- **DIRECTIONS**
Continue the account of the Athlete Leadership Connection event from the point where it stops.
(EXTRACT Opens)
Hofstra University student-athlete Alexis Greene shared, “Today has been awesome. I’ve gotten a lot of great advice and it’s nice that we have a community outside of our programs at our universities that we are also a part of.”
Everyone convened back in the main room for our next Power Talk hosted by Ndidi Massay on “The Power of the Athlete Advocate.” Massay is the Chairperson for the New York State Athletic Commission and brings with her more than 20 years of strategic leadership, management and legal experience in the sports, entertainment and media industries, including work in the private and non-profit sectors. More breakout sessions followed with one focused on another branch under the Athlete Leadership Connection our Candid Conversations with Olympic gold medalist Esther Lofgren.
It is important that college student athletes understand all of the life lessons and skills they are learning through their sport and how playing a sport in a college can become a part of their resumes.
WSF Board of Trustees member and Athletic Director of the University of Michigan Warde Manuel reflected on this idea and noted, “There are many characteristics of sport that [college student-athletes] bring to the table but these ladies are impressive because of the high level of achievement that they’ve had in their careers as athletes. So I think an employer looking at a resume and trying to compare someone who has not had those levels of experience and characteristics would miss out on the opportunity to hire someone who could really impact their companies.”
Our final Power Talk before athletes moved on to various workshops, mentor sessions and career connections, was “The Power of the Athlete Voice” with WSF CEO Deborah Slaner Larkin and President of The Players’ Tribune Jaymee Messler. “When you’re an athlete and work so many years at your trade you’re so focused and you’re identified as an athlete and what the Athlete Leadership Connection is doing, whether you’re a college athlete or a champion athlete, is really enlarging your horizons and letting you know that your special skills make you very desirable in the workplace, or if you decide to continue with school or whatever profession you want to go into,” said Slaner Larkin following her talk.
(EXTRACT Closes)
(DATASET Opens)
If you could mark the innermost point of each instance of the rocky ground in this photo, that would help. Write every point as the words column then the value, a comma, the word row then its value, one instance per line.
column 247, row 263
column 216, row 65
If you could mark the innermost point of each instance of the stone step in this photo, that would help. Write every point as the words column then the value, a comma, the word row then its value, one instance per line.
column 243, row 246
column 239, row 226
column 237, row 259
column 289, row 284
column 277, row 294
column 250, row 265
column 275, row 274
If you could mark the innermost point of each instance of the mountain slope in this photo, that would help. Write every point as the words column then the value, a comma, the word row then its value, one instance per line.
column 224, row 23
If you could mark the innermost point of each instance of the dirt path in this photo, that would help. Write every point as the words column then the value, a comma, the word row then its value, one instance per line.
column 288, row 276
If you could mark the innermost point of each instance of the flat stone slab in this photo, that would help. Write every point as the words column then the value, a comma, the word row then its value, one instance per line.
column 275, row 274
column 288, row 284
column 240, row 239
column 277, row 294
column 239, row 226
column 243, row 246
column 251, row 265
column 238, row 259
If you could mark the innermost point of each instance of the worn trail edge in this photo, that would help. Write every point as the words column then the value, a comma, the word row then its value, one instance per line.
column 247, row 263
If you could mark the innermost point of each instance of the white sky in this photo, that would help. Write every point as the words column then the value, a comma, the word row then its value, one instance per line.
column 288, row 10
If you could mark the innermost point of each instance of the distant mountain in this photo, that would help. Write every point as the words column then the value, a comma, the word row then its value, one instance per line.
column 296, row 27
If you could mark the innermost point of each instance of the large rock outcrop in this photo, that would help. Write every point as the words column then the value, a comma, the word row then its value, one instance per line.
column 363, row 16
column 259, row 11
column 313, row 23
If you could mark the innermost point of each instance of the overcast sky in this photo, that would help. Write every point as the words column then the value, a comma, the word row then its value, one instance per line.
(DATASET Closes)
- **WRITTEN RESPONSE**
The day was wrapped up by three ‘Project Pitch’ Presentations from champion athletes Lauryn Williams, Jen Hudak and Annie Pokorny. These three women were selected to develop one aspect of their emerging businesses with a group of Ohio University Masters of Sports Business students. Through an on-going working relationship since the summer of 2016, our athlete entrepreneurs perfected their presentations and arrived at the Athlete Leadership Connection ready to tackle our challenge: a five-minute pitch to a panel of sports industry leaders.
‘Project Pitch’ was also an opportunity for other champion athletes to put into action all of the lessons they learned throughout the day, shared pre-pitch feedback as a member of a peer focus group and gave last-minute advice before the big “game.”
“I think it’s so important to connect the athletes so they have a community around them that can help them go through the transitions that they’re going to be going through, show them role models who have successfully done this in the past and help them create their own pathway to their future,” said WSF Board of Trustees member and Mid-Atlantic Regional Director of Morgan Stanley Wealth Management, Lisa Cregan.
At the end of the day, one message rang clear and it is the importance of connection. The Athlete Leadership Connection brought people together from multiple sports backgrounds and areas of life but showed them that they all have a powerful bond – a connection through sport.
The ALC was supported by WSF National Partner’s espnW, Gatorade, NBC Sports Group and FOX Sports; signature partners Morgan Stanley and U.S. Realty Advisors, LLC and Project Pitch partner Ohio University Master of Sports Administration Program.